▸ **INSTRUCTIONS FOR THE TASK**: Give back the whole listing exactly as shown.

(Stored data entries)
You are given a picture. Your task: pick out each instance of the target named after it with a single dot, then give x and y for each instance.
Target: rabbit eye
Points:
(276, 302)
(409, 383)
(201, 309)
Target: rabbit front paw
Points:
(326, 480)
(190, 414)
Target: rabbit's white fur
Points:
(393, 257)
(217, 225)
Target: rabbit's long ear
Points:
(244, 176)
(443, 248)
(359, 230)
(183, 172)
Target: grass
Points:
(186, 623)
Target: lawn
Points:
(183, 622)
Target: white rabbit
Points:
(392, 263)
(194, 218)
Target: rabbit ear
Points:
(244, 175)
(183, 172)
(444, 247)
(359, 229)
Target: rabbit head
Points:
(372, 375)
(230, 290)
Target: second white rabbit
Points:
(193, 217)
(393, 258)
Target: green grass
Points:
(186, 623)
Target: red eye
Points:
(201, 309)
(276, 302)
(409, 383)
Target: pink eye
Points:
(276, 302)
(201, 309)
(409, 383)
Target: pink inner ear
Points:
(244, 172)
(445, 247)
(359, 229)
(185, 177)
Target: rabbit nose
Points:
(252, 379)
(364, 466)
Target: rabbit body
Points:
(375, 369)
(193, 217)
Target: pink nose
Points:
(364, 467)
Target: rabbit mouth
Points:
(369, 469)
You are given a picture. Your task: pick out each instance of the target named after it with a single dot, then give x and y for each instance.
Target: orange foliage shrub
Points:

▸ **FINISHED ANSWER**:
You are given a picture. Your task: pick out each instance of the target named after it with a single dot, then give x and y for each instance.
Target: rabbit eye
Points:
(276, 302)
(409, 383)
(201, 309)
Target: rabbit front paw
Points:
(326, 480)
(190, 414)
Target: rabbit's white fur
Points:
(393, 257)
(217, 225)
Target: rabbit's long ear
Points:
(244, 176)
(443, 248)
(359, 230)
(183, 172)
Target: grass
Points:
(186, 623)
Target: lawn
Points:
(183, 622)
Target: white rabbit
Points:
(392, 263)
(194, 218)
Target: rabbit ear
Points:
(244, 175)
(183, 172)
(444, 247)
(359, 229)
Target: rabbit head
Points:
(372, 375)
(230, 290)
Target: second white rabbit
Points:
(193, 217)
(393, 258)
Target: green grass
Points:
(186, 623)
Target: red eye
Points:
(201, 309)
(276, 302)
(409, 383)
Target: pink eye
Points:
(276, 302)
(201, 309)
(409, 383)
Target: pink inner ear
Points:
(244, 172)
(445, 247)
(359, 229)
(185, 177)
Target: rabbit nose
Points:
(252, 379)
(364, 466)
Target: rabbit body
Points:
(375, 369)
(193, 217)
Target: pink nose
Points:
(364, 467)
Target: rabbit mouth
Points:
(369, 469)
You are given a picture. Your task: pick out each instance of the target named after it with a single dot, then give x and y for each instance.
Target: orange foliage shrub
Points:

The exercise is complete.